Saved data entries
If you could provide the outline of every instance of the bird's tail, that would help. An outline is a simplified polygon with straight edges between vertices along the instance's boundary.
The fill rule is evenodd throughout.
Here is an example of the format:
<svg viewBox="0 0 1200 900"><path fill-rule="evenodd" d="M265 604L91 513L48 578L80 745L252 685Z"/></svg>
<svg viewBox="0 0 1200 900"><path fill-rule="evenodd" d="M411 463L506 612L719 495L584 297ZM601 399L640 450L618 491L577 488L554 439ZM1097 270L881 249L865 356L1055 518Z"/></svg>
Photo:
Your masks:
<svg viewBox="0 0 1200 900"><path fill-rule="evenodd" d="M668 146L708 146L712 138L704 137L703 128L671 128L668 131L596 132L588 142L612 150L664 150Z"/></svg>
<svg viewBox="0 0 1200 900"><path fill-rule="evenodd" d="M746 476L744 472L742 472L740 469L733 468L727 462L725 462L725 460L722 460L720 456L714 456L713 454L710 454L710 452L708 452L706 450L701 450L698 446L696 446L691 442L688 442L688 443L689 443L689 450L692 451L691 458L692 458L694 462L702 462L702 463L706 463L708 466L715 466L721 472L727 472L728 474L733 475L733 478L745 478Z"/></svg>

Set exercise
Please convert all of the entries above into a numbered list, one line per number, leaving out any blank lines.

Exercise solution
1. If you could provide the outline of every instance of the bird's tail, that would help. An outline is a simplified polygon with straight edges between vertices along the instance's boundary.
2. The fill rule is evenodd throughout.
3. Here is an example of the format:
4. <svg viewBox="0 0 1200 900"><path fill-rule="evenodd" d="M265 604L91 513L48 578L80 745L252 685Z"/></svg>
5. <svg viewBox="0 0 1200 900"><path fill-rule="evenodd" d="M411 463L506 612L719 495L584 297ZM601 399L640 450L618 491L577 488L554 439ZM1097 270L881 249L865 356L1055 518Z"/></svg>
6. Photo:
7. Your masks:
8. <svg viewBox="0 0 1200 900"><path fill-rule="evenodd" d="M668 146L708 146L712 138L704 137L703 128L671 128L668 131L596 132L588 142L612 150L664 150Z"/></svg>
9. <svg viewBox="0 0 1200 900"><path fill-rule="evenodd" d="M746 476L744 472L742 472L740 469L733 468L727 462L725 462L725 460L722 460L720 456L714 456L713 454L710 454L710 452L708 452L706 450L701 450L698 446L696 446L691 442L688 442L688 443L689 443L689 450L692 451L691 458L692 458L694 462L702 462L702 463L706 463L708 466L715 466L721 472L727 472L728 474L733 475L733 478L745 478Z"/></svg>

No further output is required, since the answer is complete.